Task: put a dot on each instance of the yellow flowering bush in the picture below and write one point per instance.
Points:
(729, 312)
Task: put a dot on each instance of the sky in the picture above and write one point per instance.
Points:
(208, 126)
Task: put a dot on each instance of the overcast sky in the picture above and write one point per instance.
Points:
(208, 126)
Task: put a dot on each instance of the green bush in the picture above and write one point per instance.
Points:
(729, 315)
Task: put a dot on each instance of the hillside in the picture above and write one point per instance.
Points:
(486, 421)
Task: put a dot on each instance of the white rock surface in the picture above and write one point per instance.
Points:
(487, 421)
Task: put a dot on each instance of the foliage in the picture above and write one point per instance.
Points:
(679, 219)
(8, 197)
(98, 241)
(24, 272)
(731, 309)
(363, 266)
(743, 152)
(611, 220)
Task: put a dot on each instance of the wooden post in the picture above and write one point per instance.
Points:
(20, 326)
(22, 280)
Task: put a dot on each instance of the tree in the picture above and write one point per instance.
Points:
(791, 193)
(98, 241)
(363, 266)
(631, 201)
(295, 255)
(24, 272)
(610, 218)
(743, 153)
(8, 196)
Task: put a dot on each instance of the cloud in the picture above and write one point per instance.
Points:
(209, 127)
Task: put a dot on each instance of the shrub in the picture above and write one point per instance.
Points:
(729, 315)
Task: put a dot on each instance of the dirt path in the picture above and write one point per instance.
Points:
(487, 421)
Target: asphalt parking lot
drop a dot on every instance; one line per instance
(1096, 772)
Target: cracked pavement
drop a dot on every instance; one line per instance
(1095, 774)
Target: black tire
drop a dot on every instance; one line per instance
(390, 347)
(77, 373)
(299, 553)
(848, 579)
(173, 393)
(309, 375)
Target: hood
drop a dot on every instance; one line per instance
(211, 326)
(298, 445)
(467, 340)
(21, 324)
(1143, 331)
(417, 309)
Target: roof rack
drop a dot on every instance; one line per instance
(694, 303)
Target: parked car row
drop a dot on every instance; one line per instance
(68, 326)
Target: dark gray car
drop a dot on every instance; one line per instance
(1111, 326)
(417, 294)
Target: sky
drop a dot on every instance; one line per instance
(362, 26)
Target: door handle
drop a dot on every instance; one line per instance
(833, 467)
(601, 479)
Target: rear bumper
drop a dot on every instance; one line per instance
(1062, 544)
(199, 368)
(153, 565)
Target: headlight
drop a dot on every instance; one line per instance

= = = = =

:: Directions ::
Please return only the lines above, starting at the line that has "Target: parked car row" and ending at the line that has "Target: headlight", keeping both and leaving each one unchanged.

:: Task output ::
Target: parked car row
drop a dot on every instance; one line per instance
(68, 326)
Target: dark gray car
drop a dot on every instance; one line per instance
(1111, 326)
(417, 294)
Target: sky
drop a dot on every instance; one line per instance
(362, 26)
Target: door handle
drop a dot on every instance; one line per instance
(833, 467)
(601, 479)
Target: rear bumper
drop a dot on every instance; one line per instance
(1062, 544)
(199, 368)
(153, 565)
Target: headlight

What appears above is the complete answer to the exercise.